[Problem] From the items below, copy out each line that contains the word "leaf".
** begin Dataset **
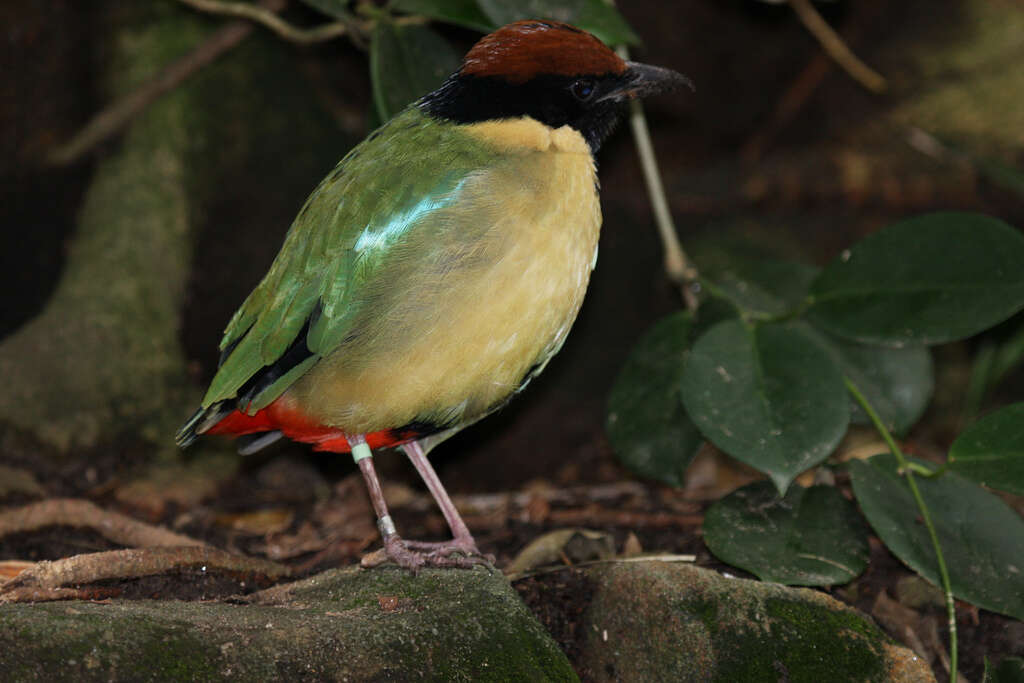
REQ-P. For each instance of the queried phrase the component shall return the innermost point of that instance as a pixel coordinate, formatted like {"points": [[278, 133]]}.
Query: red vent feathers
{"points": [[519, 51]]}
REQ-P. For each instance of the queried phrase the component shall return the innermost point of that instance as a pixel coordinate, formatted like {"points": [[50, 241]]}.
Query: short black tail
{"points": [[201, 420]]}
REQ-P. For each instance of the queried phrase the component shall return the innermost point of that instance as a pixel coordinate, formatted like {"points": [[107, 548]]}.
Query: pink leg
{"points": [[395, 549], [462, 540]]}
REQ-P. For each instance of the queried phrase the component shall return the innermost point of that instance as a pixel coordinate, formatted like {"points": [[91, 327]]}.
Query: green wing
{"points": [[306, 304]]}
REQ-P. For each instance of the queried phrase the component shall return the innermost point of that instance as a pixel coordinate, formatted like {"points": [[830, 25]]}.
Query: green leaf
{"points": [[1011, 670], [461, 12], [594, 15], [928, 280], [646, 423], [768, 395], [991, 451], [336, 8], [406, 62], [813, 537], [602, 19], [980, 536], [763, 286], [897, 382]]}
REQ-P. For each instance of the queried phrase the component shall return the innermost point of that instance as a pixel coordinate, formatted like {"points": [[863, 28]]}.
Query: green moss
{"points": [[672, 622], [458, 626]]}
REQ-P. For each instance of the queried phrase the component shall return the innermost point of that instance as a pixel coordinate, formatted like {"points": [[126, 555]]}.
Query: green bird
{"points": [[435, 270]]}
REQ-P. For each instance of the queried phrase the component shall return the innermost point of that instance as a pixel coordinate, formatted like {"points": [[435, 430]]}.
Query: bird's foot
{"points": [[460, 553]]}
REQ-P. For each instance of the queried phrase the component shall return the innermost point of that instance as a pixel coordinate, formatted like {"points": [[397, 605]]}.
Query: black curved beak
{"points": [[643, 80]]}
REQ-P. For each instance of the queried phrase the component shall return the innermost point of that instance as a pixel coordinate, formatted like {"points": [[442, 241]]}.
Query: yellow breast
{"points": [[469, 336]]}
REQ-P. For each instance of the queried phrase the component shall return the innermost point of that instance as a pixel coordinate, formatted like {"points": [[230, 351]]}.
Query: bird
{"points": [[435, 270]]}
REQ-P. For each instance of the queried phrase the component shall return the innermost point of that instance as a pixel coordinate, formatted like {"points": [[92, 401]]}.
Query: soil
{"points": [[552, 437]]}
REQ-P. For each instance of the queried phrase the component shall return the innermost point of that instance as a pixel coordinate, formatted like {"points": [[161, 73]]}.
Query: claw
{"points": [[414, 555]]}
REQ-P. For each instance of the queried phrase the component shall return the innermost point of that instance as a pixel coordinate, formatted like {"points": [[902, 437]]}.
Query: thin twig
{"points": [[109, 122], [677, 265], [519, 575], [836, 48], [926, 517], [71, 512], [269, 18], [132, 563]]}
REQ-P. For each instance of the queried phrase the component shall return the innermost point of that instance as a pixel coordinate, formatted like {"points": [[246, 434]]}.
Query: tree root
{"points": [[83, 514], [47, 581]]}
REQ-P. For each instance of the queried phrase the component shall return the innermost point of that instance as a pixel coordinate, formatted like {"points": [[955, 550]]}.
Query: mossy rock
{"points": [[341, 625], [657, 621]]}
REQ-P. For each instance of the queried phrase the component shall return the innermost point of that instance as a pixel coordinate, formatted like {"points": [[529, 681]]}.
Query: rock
{"points": [[673, 622], [341, 625]]}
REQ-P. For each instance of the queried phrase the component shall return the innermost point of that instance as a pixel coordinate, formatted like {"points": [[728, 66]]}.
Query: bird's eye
{"points": [[583, 90]]}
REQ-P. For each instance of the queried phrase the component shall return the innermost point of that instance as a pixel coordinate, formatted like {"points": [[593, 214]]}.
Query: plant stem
{"points": [[677, 265], [906, 470], [837, 49], [271, 20]]}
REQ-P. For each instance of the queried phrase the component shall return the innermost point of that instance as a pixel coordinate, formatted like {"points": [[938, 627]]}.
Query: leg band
{"points": [[386, 526], [360, 451]]}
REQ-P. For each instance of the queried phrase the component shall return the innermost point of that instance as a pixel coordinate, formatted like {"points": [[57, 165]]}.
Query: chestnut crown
{"points": [[552, 72]]}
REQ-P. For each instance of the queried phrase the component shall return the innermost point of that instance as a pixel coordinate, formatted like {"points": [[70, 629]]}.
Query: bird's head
{"points": [[552, 72]]}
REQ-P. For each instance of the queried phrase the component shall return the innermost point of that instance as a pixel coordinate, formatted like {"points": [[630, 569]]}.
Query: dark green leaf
{"points": [[928, 280], [897, 382], [606, 23], [336, 8], [991, 451], [593, 15], [763, 286], [461, 12], [646, 423], [813, 537], [1011, 670], [406, 62], [981, 538], [769, 395]]}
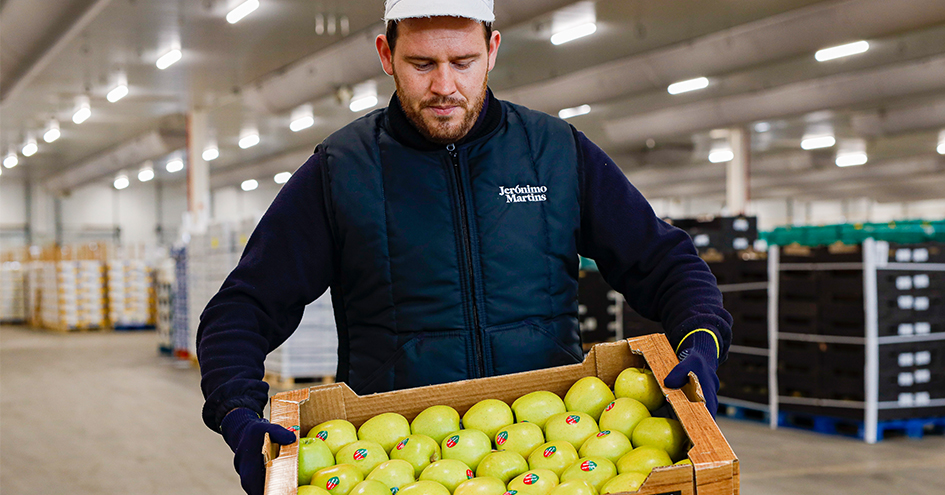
** end Dataset **
[Answer below]
Query: green leaf
Query: dark green leaf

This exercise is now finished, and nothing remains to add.